* WHAT YOU NEED TO DO
Print each entry in full, word for word, with no pictures in the result.

▼▼▼

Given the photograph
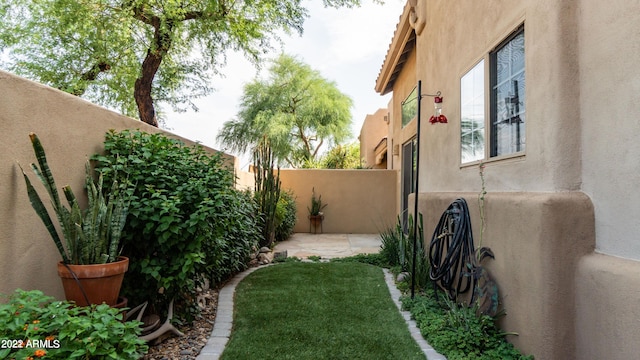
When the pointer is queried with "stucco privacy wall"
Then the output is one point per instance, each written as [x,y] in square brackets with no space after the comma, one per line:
[71,130]
[358,201]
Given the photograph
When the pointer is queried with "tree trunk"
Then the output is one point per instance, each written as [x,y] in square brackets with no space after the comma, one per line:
[142,89]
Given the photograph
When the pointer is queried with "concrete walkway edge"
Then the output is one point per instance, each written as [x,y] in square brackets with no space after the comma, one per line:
[428,351]
[224,319]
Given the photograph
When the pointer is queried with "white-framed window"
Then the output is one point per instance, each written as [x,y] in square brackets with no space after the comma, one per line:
[472,117]
[502,132]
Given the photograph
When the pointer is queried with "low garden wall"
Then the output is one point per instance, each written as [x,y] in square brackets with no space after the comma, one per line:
[71,130]
[358,201]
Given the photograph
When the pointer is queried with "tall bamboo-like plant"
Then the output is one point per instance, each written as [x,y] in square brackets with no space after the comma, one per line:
[92,236]
[267,190]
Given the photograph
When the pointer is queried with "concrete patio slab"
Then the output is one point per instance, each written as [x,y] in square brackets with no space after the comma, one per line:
[327,246]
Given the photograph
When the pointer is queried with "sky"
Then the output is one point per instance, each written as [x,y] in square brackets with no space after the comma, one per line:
[347,46]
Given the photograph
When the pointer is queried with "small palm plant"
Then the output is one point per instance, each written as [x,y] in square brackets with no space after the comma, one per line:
[92,236]
[316,204]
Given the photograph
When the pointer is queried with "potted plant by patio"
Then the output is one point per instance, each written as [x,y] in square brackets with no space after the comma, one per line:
[91,268]
[315,212]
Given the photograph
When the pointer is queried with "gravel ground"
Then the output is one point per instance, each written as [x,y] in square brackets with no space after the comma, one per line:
[188,347]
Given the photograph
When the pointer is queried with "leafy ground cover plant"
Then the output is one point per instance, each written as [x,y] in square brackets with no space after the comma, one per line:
[454,330]
[35,326]
[186,220]
[459,332]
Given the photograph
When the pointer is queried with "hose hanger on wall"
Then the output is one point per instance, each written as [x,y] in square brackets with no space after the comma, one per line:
[455,263]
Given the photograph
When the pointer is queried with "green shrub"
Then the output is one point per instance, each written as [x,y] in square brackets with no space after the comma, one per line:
[58,330]
[457,331]
[186,220]
[286,215]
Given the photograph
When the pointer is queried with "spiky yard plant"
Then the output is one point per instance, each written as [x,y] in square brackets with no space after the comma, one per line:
[92,236]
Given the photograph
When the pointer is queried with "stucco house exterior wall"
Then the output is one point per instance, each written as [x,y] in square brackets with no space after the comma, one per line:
[71,130]
[560,212]
[374,147]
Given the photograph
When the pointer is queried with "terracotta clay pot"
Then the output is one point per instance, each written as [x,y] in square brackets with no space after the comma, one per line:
[100,282]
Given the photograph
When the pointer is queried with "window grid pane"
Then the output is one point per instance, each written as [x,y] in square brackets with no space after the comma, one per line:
[507,98]
[472,114]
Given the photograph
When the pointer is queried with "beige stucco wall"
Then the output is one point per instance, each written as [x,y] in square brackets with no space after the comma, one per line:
[374,129]
[71,130]
[538,240]
[573,189]
[358,201]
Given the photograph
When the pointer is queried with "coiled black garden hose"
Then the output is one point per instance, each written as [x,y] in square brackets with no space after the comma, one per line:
[451,250]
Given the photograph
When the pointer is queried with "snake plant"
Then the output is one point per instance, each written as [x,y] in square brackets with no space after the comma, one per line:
[92,235]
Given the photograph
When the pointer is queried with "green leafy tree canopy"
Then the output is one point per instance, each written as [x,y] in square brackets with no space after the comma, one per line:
[294,108]
[132,54]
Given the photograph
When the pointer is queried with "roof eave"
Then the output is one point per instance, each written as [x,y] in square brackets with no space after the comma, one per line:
[402,43]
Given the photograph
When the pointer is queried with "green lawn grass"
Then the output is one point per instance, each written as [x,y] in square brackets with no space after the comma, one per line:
[318,311]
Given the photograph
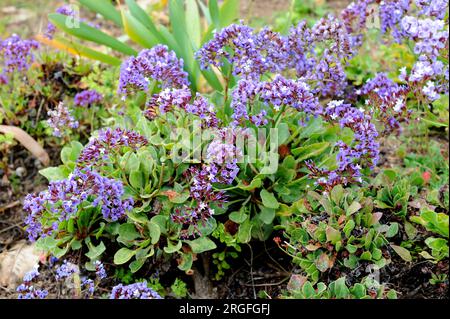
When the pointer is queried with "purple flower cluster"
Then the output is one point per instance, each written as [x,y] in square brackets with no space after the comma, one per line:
[252,54]
[87,97]
[202,192]
[301,47]
[16,55]
[109,141]
[350,159]
[134,291]
[391,14]
[389,99]
[60,119]
[99,270]
[429,35]
[62,200]
[66,10]
[332,30]
[26,290]
[166,100]
[433,8]
[202,108]
[222,155]
[158,64]
[277,93]
[329,76]
[66,270]
[354,17]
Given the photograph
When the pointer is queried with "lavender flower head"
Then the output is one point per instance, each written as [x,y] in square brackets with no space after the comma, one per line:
[433,8]
[62,200]
[99,270]
[429,35]
[391,14]
[26,290]
[158,64]
[66,270]
[134,291]
[17,54]
[252,54]
[60,119]
[87,97]
[66,10]
[109,141]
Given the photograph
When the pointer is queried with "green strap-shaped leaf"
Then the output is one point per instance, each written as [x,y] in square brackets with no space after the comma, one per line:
[212,79]
[74,47]
[229,12]
[105,8]
[214,12]
[140,14]
[178,23]
[137,31]
[86,32]
[304,152]
[193,23]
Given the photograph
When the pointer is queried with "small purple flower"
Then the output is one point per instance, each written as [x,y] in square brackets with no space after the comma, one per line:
[391,14]
[66,270]
[158,64]
[17,54]
[62,200]
[26,290]
[66,10]
[99,270]
[60,119]
[89,285]
[109,141]
[134,291]
[87,97]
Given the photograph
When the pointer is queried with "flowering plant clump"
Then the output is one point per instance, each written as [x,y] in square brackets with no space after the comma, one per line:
[244,134]
[17,55]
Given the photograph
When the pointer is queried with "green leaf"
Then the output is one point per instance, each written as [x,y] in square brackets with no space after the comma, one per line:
[245,232]
[214,12]
[52,174]
[392,230]
[353,208]
[137,264]
[144,18]
[340,288]
[155,232]
[70,153]
[128,232]
[137,179]
[402,252]
[266,215]
[76,48]
[173,248]
[305,152]
[123,255]
[179,30]
[138,31]
[186,262]
[193,26]
[201,245]
[269,199]
[86,32]
[239,216]
[95,251]
[229,12]
[256,183]
[333,235]
[105,8]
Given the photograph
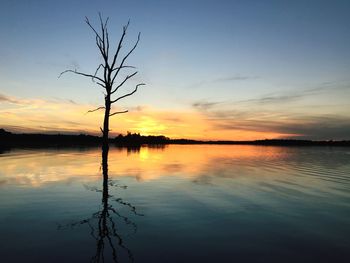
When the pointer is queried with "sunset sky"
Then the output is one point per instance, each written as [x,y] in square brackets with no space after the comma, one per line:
[223,69]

▲▲▲

* RESPONSE BELOW
Given the photograph
When the pointer is queried with "stucco privacy wall"
Then the output is one point per instance, each written as [x,y] in square brackets with no space after the comma, one per line:
[71,130]
[358,201]
Given the photograph
When the pointer is queried with "tree trunk"
Then the output is one point per instance, each written as [x,y] in square brackets with no space after the comma, one per line:
[142,89]
Given the photograph
When the pointer is queried with "concrete walkway edge"
Then the output is one point per instance, each written as [x,y] in square brackets with no space after the comma, one per line:
[428,351]
[224,319]
Given the photograph
When the pointer is queried with "white-framed window"
Then the output is one point per instance, each written as [x,y] in square brackets with no space after the comma, one per line:
[472,117]
[502,132]
Given the photograph
When the pointer is queried with "low garden wall"
Then the output is one point per instance, each written as [x,y] in square brackets with no space after the comma, one per line:
[71,130]
[358,201]
Given the photograph
When the pointer is queried with "tall bamboo-like plant"
Then the output is one point per instance, each written as [x,y] in square brackets with no space after the comma, one per line:
[92,236]
[267,190]
Given the photograph
When the pointer is queried with "concrete patio slab"
Then the output is one point per instance, each written as [x,y] in square brackets with no space after the comma, one per line:
[327,246]
Given the photograph
When the pointer is queried with "sky"
Then the output is one point per instance, each written as [x,y] in square brackets with no space after the comma, one per line:
[347,46]
Given the photograph
When the pointer is queried with "small palm plant"
Then the output is one point per instance, each written as [x,y] in square brackets with no space after the comma, one per line:
[92,236]
[316,204]
Given the photograph
When the pointer is queried with "potted plant by patio"
Then the output is one point per instance, each written as [x,y] in square brackets with no space after the comma, one per line:
[91,268]
[315,212]
Given the photograph
When the pointer is queried with "gravel ground"
Then the output is one point per instance, each written as [x,y] in square brackets with no space after the comma, one per line:
[188,347]
Given the photograph
When the pointer is queried with "leafy ground cover plant"
Then the output is one point per instance, each written as [x,y] in square brackets with no space after the comma, one per line:
[454,330]
[35,326]
[186,220]
[459,332]
Given the photograph
When the pointer is queried with "hose hanger on wall"
Then the output is one point per instance, each written as [x,y] in square brackets with no space after the comma, one per line:
[455,263]
Given the photograph
When the pointer is queried with "green shrub"
Then the output is one point per instance, each written as [x,y] in square brackets with no space after the comma, one per line:
[58,330]
[457,331]
[186,220]
[286,215]
Given the photograph
When the pointer is queried with "spiky yard plant"
Then the output is one point per instance, each written as [x,y] in square brackets with no space after the comma, one per line:
[92,236]
Given the photograph
When the pointer is queried with "stucco house exterior wall"
Then the output is one point per instance, each written as [x,y] in square brackets with no space after the comma, one per line:
[71,130]
[560,212]
[374,147]
Given the photograph
When the pointer is queried with "terracotta clay pot"
Then the output is one point per instance, each written as [x,y] in square brackets with no space after the comma, one per line:
[100,282]
Given the photograph
When the pointer is queried with "window grid pane"
Then the output is one point per instance, each written as [x,y] in square brackets with no space after the comma, one per line:
[507,98]
[472,114]
Given the photograph
When the pointer is queried with "beige stucco wall"
Then the output is one point per instance, each written as [x,y] in square brackets with no space after the comma, one per line:
[374,129]
[71,130]
[538,240]
[573,189]
[358,201]
Given the photograph
When the pointer is queried with "coiled black garden hose"
Then the output is one point per instance, each written as [x,y] in square brackets with no space after the comma, one per line:
[451,250]
Given the photograph
When the pointer is queried with "snake plant"
Then the output is one point per instance, each written as [x,y] in square brackets with no space after the comma, one per line:
[92,235]
Given the photograph
When the pointer is queried with "green leafy tree canopy"
Then the output is one point per instance, each written as [x,y] in square brackets with no space after the comma, one per line:
[294,108]
[132,54]
Given the photograph
When the pointer is queried with "roof eave"
Then the output is one point per instance, each written as [x,y] in square brackets with no space after the comma, one per line:
[402,43]
Given the photograph
When the pointer is queried with "green lawn grass"
Then the output is one point per instance, each written as [x,y] in square brackets with no space after the comma, one per line:
[318,311]
Given the photograph
When the pointer is queried with "purple flower cluster"
Then the output is one point per instance, each written as [x,y] in square brackets with no space after the comma, one per line:
[252,54]
[87,97]
[202,192]
[301,47]
[16,55]
[109,141]
[350,159]
[134,291]
[391,14]
[389,99]
[60,119]
[99,270]
[429,35]
[62,200]
[66,10]
[332,30]
[26,290]
[166,100]
[433,8]
[202,108]
[222,155]
[158,64]
[277,93]
[329,76]
[66,270]
[354,17]
Given the photograph
When the pointer is queried with "lavender flower head"
Then the output is one point per instance, each written as [x,y] in square brackets with no space after the comma, one per line:
[433,8]
[62,200]
[99,270]
[429,35]
[391,14]
[26,290]
[158,64]
[66,270]
[134,291]
[17,54]
[252,54]
[60,119]
[87,97]
[66,10]
[109,141]
Given the photograph
When the pointer is queried with "green strap-shaped leaf"
Then the output is one point per instance, each written as [x,y] in square brackets with no space after the comma, one per line:
[212,79]
[74,47]
[229,12]
[105,8]
[214,12]
[140,14]
[178,23]
[137,31]
[86,32]
[304,152]
[193,23]
Given the photograph
When the pointer is queried with "small purple flower"
Then the output is one point per instance, each written as [x,y] in square brackets with no space after the comma, one per line:
[391,14]
[66,270]
[158,64]
[17,54]
[62,200]
[26,290]
[66,10]
[99,270]
[60,119]
[89,285]
[109,141]
[134,291]
[87,97]
Given the photograph
When the pointer is queried with "flowering plant clump"
Then the output is one point per instance, each written as [x,y] in square brackets with no space after the comma, one per line:
[244,134]
[17,55]
Given the photograph
When the pointer is queried with "green leaf"
Then the output is one point per instance, each written as [x,y] in square brackets with no space after the comma, one per line:
[245,232]
[214,12]
[52,174]
[392,230]
[353,208]
[137,264]
[144,18]
[340,288]
[155,232]
[70,153]
[128,232]
[137,179]
[402,252]
[266,215]
[76,48]
[173,248]
[305,152]
[123,255]
[179,30]
[138,31]
[186,262]
[193,26]
[201,245]
[269,199]
[86,32]
[239,216]
[95,251]
[229,12]
[256,183]
[333,235]
[105,8]
Given the photograph
When the pointer is queried with "sunset sky"
Then the output is one point per instance, each written as [x,y] in square brackets with no space after the comma, one per line:
[223,69]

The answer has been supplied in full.